Source extract:
Based on the data, commercial aerospace should be a great business and investment opportunity. It’s a duopoly with Boeing and Airbus being the only two major producers of commercial aircraft. Both companies have a delivery backlog in excess of 7 years – meaning if you ordered a plane now, you could expect to receive it about 7 years from now. This may change as both companies are ramping up production in the coming months, but it will be years before a new order is delivered. Long-term forecasts project commercial aircraft demand to grow faster than global GDP.

Finally, the barriers to entry are nearly insurmountable. In a recent attempt to compete with Boeing and Airbus, the Chinese government spent an estimated $50 billion to produce the C919. To the chagrin of Chinese officials, it’s been revealed that more than 80% of the major components of the C919 are from north America and Europe.

On the other hand, the recent years have not been great for either company, especially Boeing. After two 737 MAX crashes, in late 2018 and early 2019, Boeings most popular plane was grounded. Roughly a year later, both Airbus and Boeing woke up to COVID-19 and a virtual halt to commercial aviation. After surviving the worst air travels collapse, both companies have been forced to deal with prolonged supply chain issues which slowed deliveries. The 737 MAX is back in the air around the globe and China is set to begin taking deliveries of the plane in early 2024.

Data to examine:
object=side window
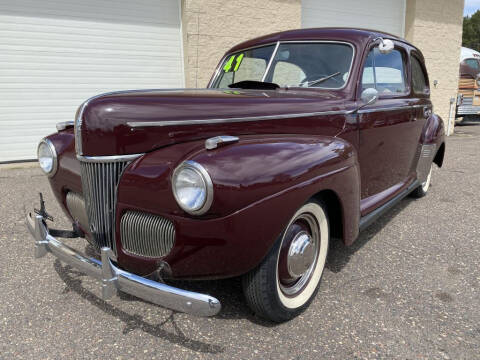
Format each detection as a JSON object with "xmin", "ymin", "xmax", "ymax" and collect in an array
[
  {"xmin": 272, "ymin": 61, "xmax": 306, "ymax": 84},
  {"xmin": 219, "ymin": 57, "xmax": 267, "ymax": 88},
  {"xmin": 411, "ymin": 56, "xmax": 429, "ymax": 94},
  {"xmin": 362, "ymin": 47, "xmax": 407, "ymax": 95},
  {"xmin": 465, "ymin": 59, "xmax": 480, "ymax": 70}
]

What to do:
(A) According to the passage on commercial aerospace, how much did the Chinese government spend to produce the C919?
(B) Extend the passage on commercial aerospace with one more paragraph that picks up after its final sentence.
The entries come from a separate source unrelated to the text.

Activity answers:
(A) An estimated $50 billion.

(B)
The story around commercial aerospace has had some violent swings over the last five years for Boeing and Airbus but also the engine makers – Raytheon, General Electric, Rolls Royce, and other companies involved in the industry. There is a compelling case to be made that the problems are in the rearview mirror and positive news awaits. The story going forward is all about increased monthly production and deliveries driving free cash flow growth. While there is always potential for supply chain disruptions it seems far less likely going forward. The current backlog of orders helps to insulate any demand disruptions that could be caused by pandemic, global conflict or other unforeseen issues. This leads us to believe there is an attractive risk reward opportunity in the industry.